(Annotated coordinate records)
* * * * * * *

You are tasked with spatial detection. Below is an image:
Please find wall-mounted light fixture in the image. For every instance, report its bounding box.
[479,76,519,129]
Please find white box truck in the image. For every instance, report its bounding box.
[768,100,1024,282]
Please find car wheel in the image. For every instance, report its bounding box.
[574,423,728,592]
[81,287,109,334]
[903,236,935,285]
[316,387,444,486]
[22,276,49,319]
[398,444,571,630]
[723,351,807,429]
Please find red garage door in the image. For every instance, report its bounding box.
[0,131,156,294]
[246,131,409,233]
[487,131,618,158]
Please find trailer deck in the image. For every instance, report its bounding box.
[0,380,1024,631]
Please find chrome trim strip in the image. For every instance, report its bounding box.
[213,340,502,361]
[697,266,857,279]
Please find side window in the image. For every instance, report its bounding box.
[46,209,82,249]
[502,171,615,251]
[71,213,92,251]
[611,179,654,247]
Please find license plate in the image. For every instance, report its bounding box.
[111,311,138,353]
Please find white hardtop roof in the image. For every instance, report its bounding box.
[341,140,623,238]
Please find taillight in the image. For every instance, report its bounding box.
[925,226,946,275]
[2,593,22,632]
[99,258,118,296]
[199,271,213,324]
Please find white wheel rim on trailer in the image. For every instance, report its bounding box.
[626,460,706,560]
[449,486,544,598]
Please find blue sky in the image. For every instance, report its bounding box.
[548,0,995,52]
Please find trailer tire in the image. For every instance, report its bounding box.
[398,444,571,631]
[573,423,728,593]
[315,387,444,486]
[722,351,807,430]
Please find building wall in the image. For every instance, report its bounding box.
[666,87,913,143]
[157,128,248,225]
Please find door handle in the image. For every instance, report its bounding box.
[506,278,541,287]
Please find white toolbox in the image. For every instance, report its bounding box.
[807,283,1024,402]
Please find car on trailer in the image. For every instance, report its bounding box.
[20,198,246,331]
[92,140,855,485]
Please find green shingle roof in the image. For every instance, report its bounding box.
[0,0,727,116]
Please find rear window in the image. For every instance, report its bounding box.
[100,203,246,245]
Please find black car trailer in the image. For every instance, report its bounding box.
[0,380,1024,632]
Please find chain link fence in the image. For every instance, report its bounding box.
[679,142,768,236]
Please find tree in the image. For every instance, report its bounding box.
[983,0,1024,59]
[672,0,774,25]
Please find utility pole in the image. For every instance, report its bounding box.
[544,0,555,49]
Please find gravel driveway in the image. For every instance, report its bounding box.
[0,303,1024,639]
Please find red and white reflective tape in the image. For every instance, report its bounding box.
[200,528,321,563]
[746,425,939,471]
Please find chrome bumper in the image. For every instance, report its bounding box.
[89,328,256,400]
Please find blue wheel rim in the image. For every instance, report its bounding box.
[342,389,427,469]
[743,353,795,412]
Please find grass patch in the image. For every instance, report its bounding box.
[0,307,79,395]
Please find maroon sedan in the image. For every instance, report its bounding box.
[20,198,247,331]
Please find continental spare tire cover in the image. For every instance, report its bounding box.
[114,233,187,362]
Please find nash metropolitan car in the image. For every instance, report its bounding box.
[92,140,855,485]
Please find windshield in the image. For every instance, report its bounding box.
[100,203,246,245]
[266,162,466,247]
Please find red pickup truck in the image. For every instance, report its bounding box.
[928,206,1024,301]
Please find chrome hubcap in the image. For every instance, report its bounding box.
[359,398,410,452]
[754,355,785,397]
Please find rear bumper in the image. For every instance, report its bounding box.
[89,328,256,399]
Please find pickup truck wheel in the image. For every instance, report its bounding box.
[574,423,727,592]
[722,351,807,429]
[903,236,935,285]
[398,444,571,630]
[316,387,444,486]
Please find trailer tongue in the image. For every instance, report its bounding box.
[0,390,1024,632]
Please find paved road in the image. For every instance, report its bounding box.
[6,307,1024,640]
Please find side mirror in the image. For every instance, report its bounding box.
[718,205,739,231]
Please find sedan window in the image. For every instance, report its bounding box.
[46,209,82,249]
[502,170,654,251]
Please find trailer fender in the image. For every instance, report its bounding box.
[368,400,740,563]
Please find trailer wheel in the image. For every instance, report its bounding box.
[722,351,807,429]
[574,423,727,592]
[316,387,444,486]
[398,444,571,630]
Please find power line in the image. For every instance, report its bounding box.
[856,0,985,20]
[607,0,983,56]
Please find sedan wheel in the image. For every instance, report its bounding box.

* * * * * * *

**OBJECTIVE:**
Rewrite all the records above, switching "For every instance" to "For each instance" wherever it appears and leaving everything else unchanged.

**SOLVED EXERCISE:**
You are tasked with spatial detection. Below is an image:
Please find wall-mounted light fixture in the image. For each instance, report its bounding box.
[479,76,519,129]
Please find white box truck in the image. For each instance, report its bounding box.
[768,100,1024,282]
Please find car wheel in the image. For each instance, report its bounding box.
[574,423,728,592]
[81,287,109,334]
[903,236,935,285]
[316,387,444,486]
[22,276,49,319]
[398,444,571,630]
[723,351,807,429]
Please find red garage door in the image. For each instance, report its bounding box.
[0,131,156,294]
[246,131,409,233]
[487,131,618,158]
Please find trailer deck in the image. For each instance, report its bounding box.
[0,380,1024,631]
Please find chrome trim strip in the image. For each instance, report its bounding box.
[213,340,502,361]
[697,266,857,279]
Please find side window in the image. For each instance, report its bounding box.
[46,209,82,249]
[502,171,615,251]
[71,213,92,251]
[611,179,654,247]
Please find license plate in the image. For each instance, report its bounding box.
[111,311,138,353]
Please find white hardtop roof in the image. For each instance, report its bounding box.
[341,140,623,238]
Please find taillight in the image. For each instance, report its bounding box.
[925,226,946,275]
[2,593,22,632]
[99,258,118,296]
[199,271,213,324]
Please find white wheel rim on trailer in the image. For each instance, report its bounding box.
[626,460,706,560]
[449,486,544,598]
Please find blue sky in the image. For each instance, report its bounding box.
[548,0,995,52]
Please find trailer tire in the image. For each instance, report its bounding box.
[398,444,571,631]
[573,423,728,593]
[315,387,444,486]
[722,351,807,430]
Please find building wall in the image. For each instance, report its bounding box.
[666,87,913,143]
[157,128,248,225]
Please find door handle in the image. For each instance, report its bounding box.
[506,278,541,287]
Please find white toolbox in the image. For each instance, report its bounding box.
[807,283,1024,402]
Please find car on trailer in the image. For each instance, report its bounding box.
[20,198,246,331]
[92,140,855,485]
Please find green shingle roof in the image. For each instance, report its bounding box.
[0,0,727,116]
Please find rear window in the image. For each instance, report its bounding box.
[100,203,246,245]
Please find black car trailer in the image. For each instance, report its bounding box.
[0,380,1024,632]
Please find chain link fence in the image. For each instance, report its bounding box.
[679,142,768,236]
Please find tree in the image. For each instance, report its bounding box.
[983,0,1024,59]
[672,0,774,25]
Please find utility pole in the image. For each instance, report its bounding box.
[544,0,555,49]
Please find gravel driveway in the image. For each instance, report its bounding box.
[0,303,1024,639]
Please find red and white reflective tape in the image. For each instance, report its bounding box.
[200,528,321,563]
[746,425,939,471]
Please find chrome bumper in the image. For each instance, report its bounding box.
[89,328,256,400]
Please find blue wheel rim in the image. For each instance, report its bounding box.
[342,389,427,469]
[743,353,795,412]
Please find grass patch in the image. For each instance, report its bounding box.
[0,307,79,395]
Please find maroon sedan in the image. For each instance, report its bounding box.
[20,198,247,331]
Please find continental spare tire cover in the image. For each instance, report its bounding box.
[114,233,187,362]
Please find nash metropolitan car in the image. For each instance, report its bounding box.
[92,140,855,485]
Please find windshield in the image. For each instance, report its bounding box.
[100,203,246,245]
[266,162,466,247]
Please find red pickup truck in the image. For each instance, report its bounding box.
[928,206,1024,301]
Please find chrome hubcap in the image. For each instance, report its bounding box.
[359,398,410,452]
[754,355,785,397]
Please find rear bumper in the image. For each instance, report its bounding box.
[89,328,256,399]
Please find pickup truck wheel in the image. For each instance, report its bounding box.
[574,423,727,592]
[722,351,807,429]
[903,236,935,285]
[398,444,571,630]
[316,387,444,486]
Please find trailer tongue in the image. For each instance, report its bounding box.
[0,390,1024,632]
Please find paved road in the image. For each instance, report its bounding box.
[6,307,1024,640]
Please find side mirror in the image. For each instance, report its bounding box.
[718,205,739,231]
Please find sedan window in the image. For each instance, report its bounding box.
[46,209,82,249]
[502,170,654,251]
Please find trailer fender in the image. For each instance, report its bounding box.
[368,400,740,563]
Please find trailer wheel in the image. For each instance, report its bounding box.
[722,351,807,429]
[574,423,727,592]
[316,387,444,486]
[398,444,571,630]
Please find power line in the image. For each instance, report its bounding box.
[856,0,985,20]
[607,0,983,56]
Please find sedan wheel in the image. For each instance, report its bounding box.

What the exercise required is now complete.